§ **PROVIDED TEXT**:

With a higher difficulty, wouldn't everything cost much more? Some mods with BG made the Iron Crisis, Bandit Raids and Iron Items all more difficult to handle (weapons/armor breaking more regularly, bandit raids actually matter through the entire game and all Iron/Steel weapons costs a fortune). If a Short Sword costs 15 Gold on a regular mode, with these "Tactical Mod" settings the Short Sword would cost around 100~ gold. Not to mention that it'd probably break in the first fight against those more difficult bandit raids. It made the game challenging and way more immersible.

 

Why is this interesting? It'd mean that, if companions cost anything at the Adventurer's Hall, on Hardcore difficulty it'd just be too expensive to buy a new companion just because one of your companions died, it'd be an economic choice "Should I sacrifice all my gold for a new companion or should I spend it on making the current party stronger?" <- a valid question in my opinion.

 

What with souls being able to travel from one being to another... couldn't the main character embody a new character if he/she dies? Could the main character's soul cloak a new body/vessel? What is so special about the main character, after all?

 

*The point is the possibility of this happening. If you love your character to death you'd reload, but if you want to progress the story, you could. That's what I'm advocating for. You could transcend "Roleplaying my character" and enter the world of "Roleplaying my story".

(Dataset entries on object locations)
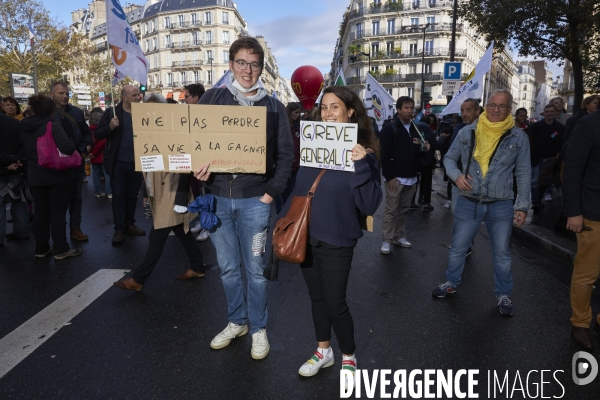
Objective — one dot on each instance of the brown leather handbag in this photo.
(290, 236)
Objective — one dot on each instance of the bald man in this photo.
(119, 163)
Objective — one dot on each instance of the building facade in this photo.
(185, 41)
(391, 40)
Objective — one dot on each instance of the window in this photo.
(431, 22)
(389, 47)
(375, 27)
(391, 26)
(429, 48)
(413, 49)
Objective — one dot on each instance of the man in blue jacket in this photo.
(73, 122)
(491, 148)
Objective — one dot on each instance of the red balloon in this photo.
(307, 82)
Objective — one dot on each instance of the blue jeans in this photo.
(536, 197)
(125, 186)
(241, 236)
(18, 210)
(97, 171)
(498, 218)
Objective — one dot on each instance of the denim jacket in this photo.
(512, 154)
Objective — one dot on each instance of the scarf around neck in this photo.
(238, 93)
(488, 135)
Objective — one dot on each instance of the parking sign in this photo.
(452, 71)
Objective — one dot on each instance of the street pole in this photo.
(423, 69)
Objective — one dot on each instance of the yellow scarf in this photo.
(487, 137)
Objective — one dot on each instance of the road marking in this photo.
(21, 342)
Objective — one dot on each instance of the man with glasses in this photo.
(119, 163)
(244, 202)
(490, 149)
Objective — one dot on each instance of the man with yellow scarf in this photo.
(491, 148)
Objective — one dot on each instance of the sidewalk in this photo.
(540, 232)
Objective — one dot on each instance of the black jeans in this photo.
(425, 183)
(157, 240)
(326, 271)
(76, 202)
(125, 184)
(51, 203)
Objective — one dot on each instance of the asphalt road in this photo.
(155, 344)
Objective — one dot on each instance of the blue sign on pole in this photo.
(452, 71)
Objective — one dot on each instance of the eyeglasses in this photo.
(254, 66)
(501, 107)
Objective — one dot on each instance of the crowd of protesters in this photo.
(512, 172)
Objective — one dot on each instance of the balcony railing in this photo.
(186, 63)
(436, 27)
(185, 25)
(436, 52)
(401, 6)
(185, 44)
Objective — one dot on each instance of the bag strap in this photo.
(471, 151)
(313, 188)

§ **STATED EXERCISE 1**:
Answer these from the post on game difficulty:
(a) What does a Short Sword cost on a regular mode, and roughly what would it cost with the "Tactical Mod" settings?
(b) Where would companions be bought?
(c) What does the writer say a player could transcend, and what could they enter instead?
§ **STATED EXERCISE 2**:
Does each statement agree with the post on game difficulty? Answer yes or no, and quote the words that decide it.
(a) The mods made weapons and armor break less often.
(b) The writer thinks the choice between buying a new companion and strengthening the current party is a valid question.
(c) A player who loves their character would reload rather than continue.

§ **FULL ANSWER 1**:
(a) 15 Gold on a regular mode; around 100 gold with the "Tactical Mod" settings.
(b) At the Adventurer's Hall.
(c) "Roleplaying my character"; the world of "Roleplaying my story".

§ **FULL ANSWER 2**:
(a) No: "weapons/armor breaking more regularly"
(b) Yes: "a valid question in my opinion"
(c) Yes: "If you love your character to death you'd reload"